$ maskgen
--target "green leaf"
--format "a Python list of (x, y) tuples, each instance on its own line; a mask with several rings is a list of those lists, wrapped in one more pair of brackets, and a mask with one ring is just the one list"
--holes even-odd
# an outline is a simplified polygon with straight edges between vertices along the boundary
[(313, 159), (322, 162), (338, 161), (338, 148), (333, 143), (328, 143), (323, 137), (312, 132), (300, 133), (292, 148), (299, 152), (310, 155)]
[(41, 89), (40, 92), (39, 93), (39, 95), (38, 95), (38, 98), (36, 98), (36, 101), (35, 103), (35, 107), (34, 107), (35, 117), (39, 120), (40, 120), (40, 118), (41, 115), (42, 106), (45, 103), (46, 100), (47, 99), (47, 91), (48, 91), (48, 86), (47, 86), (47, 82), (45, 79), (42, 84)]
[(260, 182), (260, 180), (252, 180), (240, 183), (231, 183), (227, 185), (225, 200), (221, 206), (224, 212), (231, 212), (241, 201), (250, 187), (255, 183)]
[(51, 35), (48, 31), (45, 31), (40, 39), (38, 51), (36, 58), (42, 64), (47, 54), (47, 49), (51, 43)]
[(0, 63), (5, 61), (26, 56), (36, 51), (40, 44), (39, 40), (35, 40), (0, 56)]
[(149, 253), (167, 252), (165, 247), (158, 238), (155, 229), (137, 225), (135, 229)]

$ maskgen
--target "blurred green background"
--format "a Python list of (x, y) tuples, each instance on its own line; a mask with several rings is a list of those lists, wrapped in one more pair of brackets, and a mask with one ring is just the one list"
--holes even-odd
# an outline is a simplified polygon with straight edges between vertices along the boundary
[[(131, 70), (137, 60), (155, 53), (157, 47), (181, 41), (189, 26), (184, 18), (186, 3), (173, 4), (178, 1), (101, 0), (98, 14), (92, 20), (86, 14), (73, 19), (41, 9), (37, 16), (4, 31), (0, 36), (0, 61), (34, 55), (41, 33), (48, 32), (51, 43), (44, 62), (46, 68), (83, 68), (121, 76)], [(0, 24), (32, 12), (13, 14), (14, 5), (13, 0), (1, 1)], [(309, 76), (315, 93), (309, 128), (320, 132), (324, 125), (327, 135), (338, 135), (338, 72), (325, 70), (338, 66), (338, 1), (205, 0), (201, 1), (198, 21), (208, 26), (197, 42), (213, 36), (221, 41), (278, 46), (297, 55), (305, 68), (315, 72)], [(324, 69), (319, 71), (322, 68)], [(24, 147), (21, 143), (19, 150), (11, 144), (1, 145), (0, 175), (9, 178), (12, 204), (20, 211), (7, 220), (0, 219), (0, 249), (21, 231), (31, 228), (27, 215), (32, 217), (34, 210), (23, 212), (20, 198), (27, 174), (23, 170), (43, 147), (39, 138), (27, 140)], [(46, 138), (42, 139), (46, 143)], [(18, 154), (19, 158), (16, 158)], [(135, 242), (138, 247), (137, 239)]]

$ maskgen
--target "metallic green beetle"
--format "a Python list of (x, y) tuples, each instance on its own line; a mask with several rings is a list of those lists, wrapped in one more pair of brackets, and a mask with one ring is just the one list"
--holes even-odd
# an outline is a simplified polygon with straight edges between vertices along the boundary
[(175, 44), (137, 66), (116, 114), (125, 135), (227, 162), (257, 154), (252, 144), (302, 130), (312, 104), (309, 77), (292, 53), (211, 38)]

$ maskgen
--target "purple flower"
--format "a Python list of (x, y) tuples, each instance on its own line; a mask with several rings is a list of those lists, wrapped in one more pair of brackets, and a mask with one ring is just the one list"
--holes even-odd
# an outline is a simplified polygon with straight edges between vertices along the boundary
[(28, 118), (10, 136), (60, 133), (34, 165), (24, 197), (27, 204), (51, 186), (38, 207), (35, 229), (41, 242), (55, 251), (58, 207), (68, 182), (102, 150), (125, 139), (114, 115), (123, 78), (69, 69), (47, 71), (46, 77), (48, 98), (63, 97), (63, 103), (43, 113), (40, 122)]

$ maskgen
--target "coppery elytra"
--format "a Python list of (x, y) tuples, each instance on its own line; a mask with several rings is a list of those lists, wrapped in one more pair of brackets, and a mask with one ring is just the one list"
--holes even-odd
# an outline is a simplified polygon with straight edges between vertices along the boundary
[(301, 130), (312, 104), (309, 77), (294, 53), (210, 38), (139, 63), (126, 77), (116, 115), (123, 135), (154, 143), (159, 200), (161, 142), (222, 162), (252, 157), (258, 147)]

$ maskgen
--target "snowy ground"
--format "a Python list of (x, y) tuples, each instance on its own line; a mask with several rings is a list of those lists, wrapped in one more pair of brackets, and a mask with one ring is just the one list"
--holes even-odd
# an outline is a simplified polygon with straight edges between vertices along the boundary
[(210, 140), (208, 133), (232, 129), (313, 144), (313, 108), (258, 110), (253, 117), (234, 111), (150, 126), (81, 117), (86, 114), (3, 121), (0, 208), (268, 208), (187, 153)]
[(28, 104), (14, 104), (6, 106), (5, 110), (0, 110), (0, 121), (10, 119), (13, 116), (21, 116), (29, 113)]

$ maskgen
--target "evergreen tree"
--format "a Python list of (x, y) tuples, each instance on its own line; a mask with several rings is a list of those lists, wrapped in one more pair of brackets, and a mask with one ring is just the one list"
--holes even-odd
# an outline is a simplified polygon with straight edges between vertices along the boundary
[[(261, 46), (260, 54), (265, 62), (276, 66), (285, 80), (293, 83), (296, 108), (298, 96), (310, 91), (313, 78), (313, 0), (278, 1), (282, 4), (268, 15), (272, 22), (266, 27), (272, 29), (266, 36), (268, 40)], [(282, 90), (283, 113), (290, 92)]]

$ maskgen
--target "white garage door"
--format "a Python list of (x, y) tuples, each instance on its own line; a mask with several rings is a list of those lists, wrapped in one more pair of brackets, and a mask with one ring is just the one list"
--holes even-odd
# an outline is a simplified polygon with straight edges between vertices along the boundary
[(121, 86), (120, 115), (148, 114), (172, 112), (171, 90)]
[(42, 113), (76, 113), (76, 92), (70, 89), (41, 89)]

_WORK TO BE COMPLETED:_ Reproduce the lines word for word, starting at the first line and ending at the line that contains "225), (135, 229)]".

_EXERCISE RESPONSE:_
$ maskgen
--target "green leaf"
--format "a Python list of (x, y) tuples, each instance on its own line; a mask with several rings is a list of those lists, wrapped in one more pair of brackets, and a mask with one ring is just the one list"
--holes even-odd
# an outline is a simplified polygon with straight edges between vertices along the boundary
[(313, 159), (322, 162), (338, 161), (338, 148), (333, 143), (328, 143), (323, 137), (312, 132), (300, 133), (292, 148), (299, 152), (310, 155)]
[(41, 89), (40, 92), (39, 93), (39, 95), (38, 95), (38, 98), (36, 98), (36, 101), (35, 103), (35, 107), (34, 107), (35, 117), (39, 120), (40, 120), (40, 118), (41, 115), (42, 106), (45, 103), (46, 100), (47, 99), (47, 91), (48, 91), (48, 86), (47, 86), (47, 82), (45, 79), (42, 84)]
[(260, 182), (260, 180), (252, 180), (240, 183), (231, 183), (227, 185), (225, 200), (221, 206), (224, 212), (231, 212), (241, 201), (250, 187), (255, 183)]
[(51, 35), (48, 31), (45, 31), (40, 39), (38, 51), (36, 58), (42, 64), (47, 54), (47, 49), (51, 43)]
[(0, 63), (5, 61), (26, 56), (36, 51), (40, 44), (39, 40), (35, 40), (0, 56)]
[(149, 253), (167, 252), (165, 247), (158, 238), (155, 229), (137, 225), (135, 229)]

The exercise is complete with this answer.